**Document:**
□ □ □ □

By TIM DAHLBERG
By TIM DAHLBERG
AP sports columnist
The images were indelible for Denver fans or anyone watching on TV as Tebowmania swept the nation.
On the sidelines, Tim Tebow was Tebowing after scoring yet another late touchdown. In his box upstairs, John Elway was trying his best to look excited about a quarterback he could barely stand to watch.
It was a shotgun marriage from the beginning, this unlikely pairing of a Hall of Fame passer with a quarterback who never seems comfortable in the pocket. Now they are likely to divorce, because with Peyton Manning coming aboard there’s going to be a different kind of mania sweeping the mile-high city.
For that, Bronco fans can thank the good people running the Indianapolis Colts. Without Manning on the open market, Elway likely would have been forced by popular demand to keep Tebow, just as the Broncos were finally forced to play him last year. Manning gave him an opening, and Elway reacted like the gambling quarterback he once was in landing the kind of quarterback he always wanted.
The move was brilliant, assuming Manning is healthy and remains healthy. That’s a big assumption, but Vegas oddsmakers quickly gave it their stamp of approval, lowering the odds of the Broncos winning the Super Bowl from as high as 50-1 to 10-1.

□ □ □ □

**Excerpts from pointing data:**
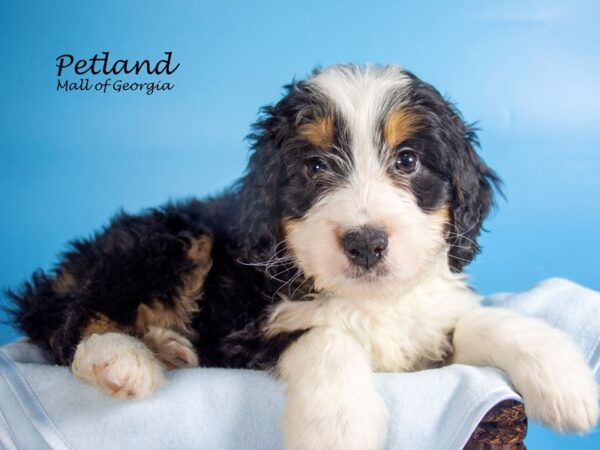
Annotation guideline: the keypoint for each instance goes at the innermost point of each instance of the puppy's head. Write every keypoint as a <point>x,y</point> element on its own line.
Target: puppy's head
<point>366,175</point>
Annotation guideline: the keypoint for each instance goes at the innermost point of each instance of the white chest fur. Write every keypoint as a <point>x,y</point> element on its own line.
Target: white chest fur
<point>403,333</point>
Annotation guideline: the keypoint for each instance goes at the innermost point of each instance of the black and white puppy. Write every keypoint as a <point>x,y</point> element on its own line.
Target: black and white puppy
<point>338,254</point>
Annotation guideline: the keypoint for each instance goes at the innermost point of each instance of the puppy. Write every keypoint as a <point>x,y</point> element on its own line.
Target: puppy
<point>338,254</point>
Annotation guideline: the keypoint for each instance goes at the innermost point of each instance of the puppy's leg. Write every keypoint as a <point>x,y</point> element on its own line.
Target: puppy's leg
<point>330,399</point>
<point>171,348</point>
<point>543,363</point>
<point>142,278</point>
<point>119,365</point>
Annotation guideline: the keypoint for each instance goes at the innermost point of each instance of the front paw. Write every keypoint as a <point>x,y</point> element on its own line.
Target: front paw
<point>119,365</point>
<point>561,396</point>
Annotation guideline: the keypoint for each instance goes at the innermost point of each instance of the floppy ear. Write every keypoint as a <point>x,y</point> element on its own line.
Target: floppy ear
<point>258,189</point>
<point>473,184</point>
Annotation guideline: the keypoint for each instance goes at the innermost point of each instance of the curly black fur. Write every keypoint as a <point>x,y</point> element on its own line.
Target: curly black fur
<point>141,259</point>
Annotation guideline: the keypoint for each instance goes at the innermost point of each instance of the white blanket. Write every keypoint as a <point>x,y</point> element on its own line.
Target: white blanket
<point>43,406</point>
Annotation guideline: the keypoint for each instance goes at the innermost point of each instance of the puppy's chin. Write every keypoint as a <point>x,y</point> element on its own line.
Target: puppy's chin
<point>381,281</point>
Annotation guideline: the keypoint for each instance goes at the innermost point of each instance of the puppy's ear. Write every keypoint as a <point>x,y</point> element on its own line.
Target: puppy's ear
<point>258,189</point>
<point>473,184</point>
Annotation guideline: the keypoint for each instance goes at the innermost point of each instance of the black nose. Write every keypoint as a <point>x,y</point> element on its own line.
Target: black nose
<point>365,246</point>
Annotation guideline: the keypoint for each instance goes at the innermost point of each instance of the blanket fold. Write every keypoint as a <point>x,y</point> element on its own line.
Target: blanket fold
<point>43,406</point>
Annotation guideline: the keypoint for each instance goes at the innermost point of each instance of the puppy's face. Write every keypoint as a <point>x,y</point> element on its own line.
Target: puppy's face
<point>373,177</point>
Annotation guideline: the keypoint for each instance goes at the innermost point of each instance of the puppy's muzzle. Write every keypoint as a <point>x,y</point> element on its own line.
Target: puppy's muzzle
<point>365,247</point>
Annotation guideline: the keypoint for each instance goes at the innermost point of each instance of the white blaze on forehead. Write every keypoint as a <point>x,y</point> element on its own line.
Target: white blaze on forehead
<point>362,95</point>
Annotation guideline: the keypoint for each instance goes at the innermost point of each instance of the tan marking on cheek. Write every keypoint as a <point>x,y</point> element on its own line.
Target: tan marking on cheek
<point>318,132</point>
<point>399,126</point>
<point>101,324</point>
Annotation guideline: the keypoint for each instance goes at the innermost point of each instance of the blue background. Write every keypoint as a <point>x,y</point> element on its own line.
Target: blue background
<point>528,71</point>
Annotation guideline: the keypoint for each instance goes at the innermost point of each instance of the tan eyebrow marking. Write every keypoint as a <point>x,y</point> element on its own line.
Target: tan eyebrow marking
<point>399,126</point>
<point>319,132</point>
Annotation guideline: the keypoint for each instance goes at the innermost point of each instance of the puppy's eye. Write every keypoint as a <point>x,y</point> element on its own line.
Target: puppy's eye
<point>316,166</point>
<point>406,160</point>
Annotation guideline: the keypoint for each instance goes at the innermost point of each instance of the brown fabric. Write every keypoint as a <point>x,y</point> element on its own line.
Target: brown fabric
<point>503,428</point>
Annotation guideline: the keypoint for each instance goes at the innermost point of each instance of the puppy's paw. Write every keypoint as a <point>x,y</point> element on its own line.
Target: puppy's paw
<point>561,393</point>
<point>120,365</point>
<point>171,348</point>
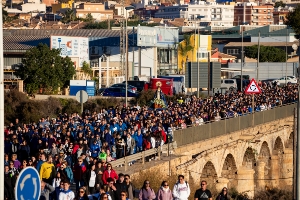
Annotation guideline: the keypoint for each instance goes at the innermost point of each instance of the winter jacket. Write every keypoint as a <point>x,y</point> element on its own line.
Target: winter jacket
<point>46,192</point>
<point>94,149</point>
<point>181,191</point>
<point>79,171</point>
<point>109,174</point>
<point>147,194</point>
<point>69,194</point>
<point>69,173</point>
<point>164,194</point>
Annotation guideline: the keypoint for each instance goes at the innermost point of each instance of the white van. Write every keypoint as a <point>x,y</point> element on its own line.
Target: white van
<point>230,84</point>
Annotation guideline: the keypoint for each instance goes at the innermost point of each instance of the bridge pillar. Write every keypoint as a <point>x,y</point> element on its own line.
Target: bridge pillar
<point>287,167</point>
<point>260,175</point>
<point>246,181</point>
<point>222,182</point>
<point>275,170</point>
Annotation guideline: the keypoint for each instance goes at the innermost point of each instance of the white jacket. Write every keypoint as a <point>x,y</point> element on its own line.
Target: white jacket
<point>66,195</point>
<point>181,191</point>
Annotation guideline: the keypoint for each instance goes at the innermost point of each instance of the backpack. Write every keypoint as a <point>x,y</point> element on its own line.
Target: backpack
<point>146,144</point>
<point>185,183</point>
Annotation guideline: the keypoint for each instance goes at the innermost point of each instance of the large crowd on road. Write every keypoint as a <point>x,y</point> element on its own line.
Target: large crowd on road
<point>77,149</point>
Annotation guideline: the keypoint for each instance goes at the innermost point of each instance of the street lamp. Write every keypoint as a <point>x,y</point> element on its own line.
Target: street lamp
<point>126,68</point>
<point>100,66</point>
<point>198,67</point>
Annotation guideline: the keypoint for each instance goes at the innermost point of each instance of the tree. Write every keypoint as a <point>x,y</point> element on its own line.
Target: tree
<point>279,4</point>
<point>89,18</point>
<point>4,15</point>
<point>69,16</point>
<point>292,19</point>
<point>86,69</point>
<point>184,48</point>
<point>267,53</point>
<point>45,68</point>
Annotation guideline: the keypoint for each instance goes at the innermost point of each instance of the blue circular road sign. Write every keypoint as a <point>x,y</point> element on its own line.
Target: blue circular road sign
<point>28,185</point>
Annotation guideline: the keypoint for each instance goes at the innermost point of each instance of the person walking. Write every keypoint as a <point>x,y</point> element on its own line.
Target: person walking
<point>48,172</point>
<point>203,193</point>
<point>223,194</point>
<point>66,194</point>
<point>46,190</point>
<point>181,190</point>
<point>164,192</point>
<point>147,193</point>
<point>79,172</point>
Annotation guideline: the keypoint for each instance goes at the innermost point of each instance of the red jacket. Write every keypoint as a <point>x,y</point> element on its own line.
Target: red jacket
<point>79,171</point>
<point>107,175</point>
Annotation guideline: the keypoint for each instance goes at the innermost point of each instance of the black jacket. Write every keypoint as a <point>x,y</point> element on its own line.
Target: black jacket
<point>120,187</point>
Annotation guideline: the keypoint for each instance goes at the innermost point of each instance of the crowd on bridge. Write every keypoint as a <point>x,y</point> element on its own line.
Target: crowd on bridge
<point>73,148</point>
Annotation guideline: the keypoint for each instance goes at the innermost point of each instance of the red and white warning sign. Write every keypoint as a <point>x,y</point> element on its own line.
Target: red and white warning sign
<point>253,88</point>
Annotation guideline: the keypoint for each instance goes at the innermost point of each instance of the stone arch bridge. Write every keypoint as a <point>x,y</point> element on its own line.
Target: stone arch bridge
<point>247,159</point>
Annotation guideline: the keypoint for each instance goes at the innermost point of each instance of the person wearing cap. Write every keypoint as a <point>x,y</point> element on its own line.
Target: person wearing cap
<point>48,172</point>
<point>95,149</point>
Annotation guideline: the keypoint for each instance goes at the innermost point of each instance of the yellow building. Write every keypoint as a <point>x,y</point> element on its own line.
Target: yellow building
<point>57,7</point>
<point>198,43</point>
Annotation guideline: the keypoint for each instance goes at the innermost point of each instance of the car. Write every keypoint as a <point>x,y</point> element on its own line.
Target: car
<point>230,84</point>
<point>123,85</point>
<point>100,91</point>
<point>284,80</point>
<point>140,85</point>
<point>247,77</point>
<point>117,92</point>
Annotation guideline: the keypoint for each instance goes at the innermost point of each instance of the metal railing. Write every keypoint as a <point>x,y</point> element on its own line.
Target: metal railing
<point>166,148</point>
<point>228,125</point>
<point>209,130</point>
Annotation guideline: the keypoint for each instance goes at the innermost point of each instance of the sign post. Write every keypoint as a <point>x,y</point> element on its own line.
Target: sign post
<point>82,97</point>
<point>253,88</point>
<point>28,185</point>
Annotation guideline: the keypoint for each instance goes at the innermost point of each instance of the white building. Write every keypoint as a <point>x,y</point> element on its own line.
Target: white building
<point>30,7</point>
<point>216,14</point>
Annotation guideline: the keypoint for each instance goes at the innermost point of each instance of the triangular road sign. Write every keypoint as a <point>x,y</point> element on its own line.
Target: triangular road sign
<point>253,88</point>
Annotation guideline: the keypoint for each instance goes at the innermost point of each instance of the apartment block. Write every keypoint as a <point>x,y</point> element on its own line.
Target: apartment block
<point>253,14</point>
<point>212,12</point>
<point>97,10</point>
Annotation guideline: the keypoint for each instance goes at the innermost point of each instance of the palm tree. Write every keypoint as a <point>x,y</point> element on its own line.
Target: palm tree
<point>184,48</point>
<point>69,16</point>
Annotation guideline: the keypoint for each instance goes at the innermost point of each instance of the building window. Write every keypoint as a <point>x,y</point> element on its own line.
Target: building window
<point>232,51</point>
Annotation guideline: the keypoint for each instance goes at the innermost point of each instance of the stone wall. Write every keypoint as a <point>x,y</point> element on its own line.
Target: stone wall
<point>249,160</point>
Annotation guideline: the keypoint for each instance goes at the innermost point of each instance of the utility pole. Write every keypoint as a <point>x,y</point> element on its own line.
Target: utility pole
<point>242,58</point>
<point>258,52</point>
<point>208,68</point>
<point>122,39</point>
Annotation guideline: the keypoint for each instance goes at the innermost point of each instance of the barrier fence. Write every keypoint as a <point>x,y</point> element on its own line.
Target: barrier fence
<point>226,126</point>
<point>210,130</point>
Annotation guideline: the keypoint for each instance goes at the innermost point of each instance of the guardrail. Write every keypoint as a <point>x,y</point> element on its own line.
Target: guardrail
<point>167,148</point>
<point>226,126</point>
<point>210,130</point>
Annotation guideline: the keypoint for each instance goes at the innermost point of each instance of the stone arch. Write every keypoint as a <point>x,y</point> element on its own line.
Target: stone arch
<point>229,171</point>
<point>265,158</point>
<point>290,141</point>
<point>249,158</point>
<point>209,174</point>
<point>278,150</point>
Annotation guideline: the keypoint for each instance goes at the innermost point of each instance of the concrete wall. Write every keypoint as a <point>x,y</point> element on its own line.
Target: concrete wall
<point>249,159</point>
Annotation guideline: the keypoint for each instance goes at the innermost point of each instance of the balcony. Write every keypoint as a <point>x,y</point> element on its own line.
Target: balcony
<point>216,19</point>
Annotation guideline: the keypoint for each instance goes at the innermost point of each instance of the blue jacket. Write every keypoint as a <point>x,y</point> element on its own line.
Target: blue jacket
<point>94,149</point>
<point>107,138</point>
<point>139,140</point>
<point>69,173</point>
<point>38,165</point>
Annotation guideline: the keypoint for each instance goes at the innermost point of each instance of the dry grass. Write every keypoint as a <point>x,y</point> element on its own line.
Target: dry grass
<point>156,178</point>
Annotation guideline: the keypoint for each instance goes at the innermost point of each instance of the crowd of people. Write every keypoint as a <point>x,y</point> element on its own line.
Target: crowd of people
<point>73,148</point>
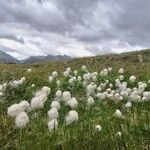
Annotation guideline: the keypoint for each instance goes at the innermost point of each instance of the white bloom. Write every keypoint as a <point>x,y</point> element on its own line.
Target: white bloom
<point>33,85</point>
<point>132,79</point>
<point>121,77</point>
<point>128,104</point>
<point>73,103</point>
<point>51,79</point>
<point>58,83</point>
<point>90,101</point>
<point>1,94</point>
<point>53,113</point>
<point>29,70</point>
<point>53,124</point>
<point>121,71</point>
<point>119,134</point>
<point>58,94</point>
<point>54,74</point>
<point>79,78</point>
<point>75,72</point>
<point>66,74</point>
<point>24,105</point>
<point>38,101</point>
<point>14,110</point>
<point>98,128</point>
<point>118,113</point>
<point>72,117</point>
<point>66,96</point>
<point>21,120</point>
<point>84,68</point>
<point>55,104</point>
<point>46,90</point>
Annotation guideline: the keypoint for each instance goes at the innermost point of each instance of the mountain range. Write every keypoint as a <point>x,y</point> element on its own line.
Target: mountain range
<point>8,59</point>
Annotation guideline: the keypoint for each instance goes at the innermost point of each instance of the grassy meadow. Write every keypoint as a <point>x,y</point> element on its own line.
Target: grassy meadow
<point>80,135</point>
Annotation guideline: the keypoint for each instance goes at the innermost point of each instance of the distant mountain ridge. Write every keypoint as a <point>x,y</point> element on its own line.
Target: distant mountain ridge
<point>6,58</point>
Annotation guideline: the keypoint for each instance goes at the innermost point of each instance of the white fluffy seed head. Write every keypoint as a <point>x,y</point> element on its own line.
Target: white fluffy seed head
<point>24,105</point>
<point>53,113</point>
<point>73,103</point>
<point>72,117</point>
<point>58,94</point>
<point>55,104</point>
<point>128,105</point>
<point>118,113</point>
<point>54,74</point>
<point>66,96</point>
<point>51,79</point>
<point>21,120</point>
<point>98,128</point>
<point>132,79</point>
<point>14,110</point>
<point>46,90</point>
<point>29,70</point>
<point>53,124</point>
<point>90,101</point>
<point>121,71</point>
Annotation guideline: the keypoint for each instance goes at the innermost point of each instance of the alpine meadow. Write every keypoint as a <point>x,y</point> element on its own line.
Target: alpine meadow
<point>100,102</point>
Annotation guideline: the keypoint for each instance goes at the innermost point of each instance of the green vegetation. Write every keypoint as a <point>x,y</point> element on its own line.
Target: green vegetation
<point>134,126</point>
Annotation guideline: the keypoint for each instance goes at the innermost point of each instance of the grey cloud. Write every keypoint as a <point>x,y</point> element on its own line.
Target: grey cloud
<point>98,26</point>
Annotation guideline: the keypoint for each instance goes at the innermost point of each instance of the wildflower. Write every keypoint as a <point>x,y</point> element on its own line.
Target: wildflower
<point>55,104</point>
<point>29,70</point>
<point>118,113</point>
<point>119,134</point>
<point>14,110</point>
<point>53,124</point>
<point>73,103</point>
<point>58,94</point>
<point>21,120</point>
<point>33,85</point>
<point>75,72</point>
<point>46,90</point>
<point>66,96</point>
<point>121,71</point>
<point>90,101</point>
<point>132,79</point>
<point>53,113</point>
<point>51,79</point>
<point>72,117</point>
<point>128,104</point>
<point>98,128</point>
<point>54,74</point>
<point>24,105</point>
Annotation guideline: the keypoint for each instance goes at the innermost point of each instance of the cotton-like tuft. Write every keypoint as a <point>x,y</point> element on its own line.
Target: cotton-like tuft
<point>53,113</point>
<point>121,71</point>
<point>46,90</point>
<point>73,103</point>
<point>118,113</point>
<point>21,120</point>
<point>55,104</point>
<point>24,105</point>
<point>51,79</point>
<point>128,105</point>
<point>55,74</point>
<point>52,125</point>
<point>14,110</point>
<point>72,117</point>
<point>29,70</point>
<point>98,128</point>
<point>66,96</point>
<point>132,79</point>
<point>90,101</point>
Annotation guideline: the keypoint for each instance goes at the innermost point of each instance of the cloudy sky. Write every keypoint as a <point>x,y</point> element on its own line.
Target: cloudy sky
<point>73,27</point>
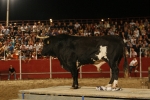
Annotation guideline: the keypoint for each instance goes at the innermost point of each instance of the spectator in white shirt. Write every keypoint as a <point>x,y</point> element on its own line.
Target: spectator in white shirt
<point>133,64</point>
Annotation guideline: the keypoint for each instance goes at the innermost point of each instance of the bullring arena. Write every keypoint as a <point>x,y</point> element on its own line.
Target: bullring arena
<point>58,83</point>
<point>45,78</point>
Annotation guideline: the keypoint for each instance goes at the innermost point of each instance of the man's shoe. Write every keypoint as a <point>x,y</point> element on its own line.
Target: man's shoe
<point>136,71</point>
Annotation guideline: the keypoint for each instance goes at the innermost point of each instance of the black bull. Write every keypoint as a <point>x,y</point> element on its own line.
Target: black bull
<point>74,51</point>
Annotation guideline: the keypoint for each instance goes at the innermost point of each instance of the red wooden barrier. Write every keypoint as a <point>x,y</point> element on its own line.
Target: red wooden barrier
<point>39,69</point>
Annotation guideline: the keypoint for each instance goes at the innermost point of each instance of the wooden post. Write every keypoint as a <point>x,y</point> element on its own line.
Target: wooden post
<point>148,77</point>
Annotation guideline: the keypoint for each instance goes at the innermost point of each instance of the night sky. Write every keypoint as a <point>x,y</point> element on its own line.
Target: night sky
<point>74,9</point>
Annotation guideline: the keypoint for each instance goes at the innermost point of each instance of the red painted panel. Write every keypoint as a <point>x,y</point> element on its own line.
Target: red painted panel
<point>38,69</point>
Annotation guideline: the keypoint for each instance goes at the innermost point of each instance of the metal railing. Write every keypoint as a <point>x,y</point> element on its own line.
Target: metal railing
<point>81,21</point>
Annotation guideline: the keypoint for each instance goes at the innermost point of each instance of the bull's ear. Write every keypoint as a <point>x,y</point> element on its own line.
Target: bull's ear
<point>47,41</point>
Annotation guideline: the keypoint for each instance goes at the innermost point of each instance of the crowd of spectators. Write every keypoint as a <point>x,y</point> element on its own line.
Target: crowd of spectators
<point>21,39</point>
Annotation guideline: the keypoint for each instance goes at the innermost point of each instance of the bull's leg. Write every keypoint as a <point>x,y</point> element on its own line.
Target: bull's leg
<point>116,73</point>
<point>112,75</point>
<point>114,78</point>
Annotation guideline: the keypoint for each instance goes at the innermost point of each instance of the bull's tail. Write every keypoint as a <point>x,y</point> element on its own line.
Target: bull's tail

□ □ □ □

**Your tasks:**
[1] Find each line in the rows that contains the word "stone" and copy those lines.
[2] Continue the Broncos column from where it stops.
The Broncos column and the rows are unrelated material.

**Responses in order:**
[1]
Annotation guideline: the keypoint for each instance goes at the innermost point of each instance of the stone arch bridge. Write every keypoint as a <point>x,y</point> element on its own line.
Target: stone arch bridge
Annotation guideline: the keypoint for each instance goes at the innermost point of each instance of the stone wall. Write every keypoint as a <point>x,y</point> element on its own line.
Target: stone wall
Annotation guideline: the keypoint for each instance goes at the innermost point of each instance of the stone arch. Write every keypoint as a <point>x,y</point> element on its own line.
Target: stone arch

[2]
There are no odds on what happens to Tebow now. That’s too hard to predict, even for the grizzled bookies who thought by now they had seen everything in sports.
Does he remain in Denver as a backup to a quarterback who almost never took a snap off when he was healthy? Hard to imagine, especially because the new offense essentially will be Manning’s offense — no match for Tebow’s skill set. And surely Elway wouldn’t want to be in his box hearing chants of “We want Tebow” once again, should Manning somehow get off to a rocky start in Denver.
But what do you do with a wobbly armed quarterback who never seems to pick it up until the fourth quarter? A quarterback who somehow found ways to win, but whose real attraction is as an attraction who can fill seats?
Nobody’s going to offer a first-round pick for him like the one the Broncos used prior to Elway’s arrival in 2010 to select him in the first place. Nobody’s going to retool their entire offense to take advantage of his running skills when there are still so many questions about his passing skills.
And what owner — other than, maybe, newcomer Shahid Khan in Jacksonville — is going to pay a premium for a Tebowmania craze that might already be over?
None of this, of course, is Tebow’s fault. He did everything asked of him in Denver, taking the Broncos to the playoffs for the first time in six years and even winning a playoff game against a battered Steelers team. He did it with utmost humility and utmost class, deferring credit to his teammates and making them believe they could win.
But the Broncos lost their last three regular season games — and the case could be made they should have lost their last six. They backed into the playoffs, as defensive coordinators figured out ways to take away Tebow’s legs and keep him contained.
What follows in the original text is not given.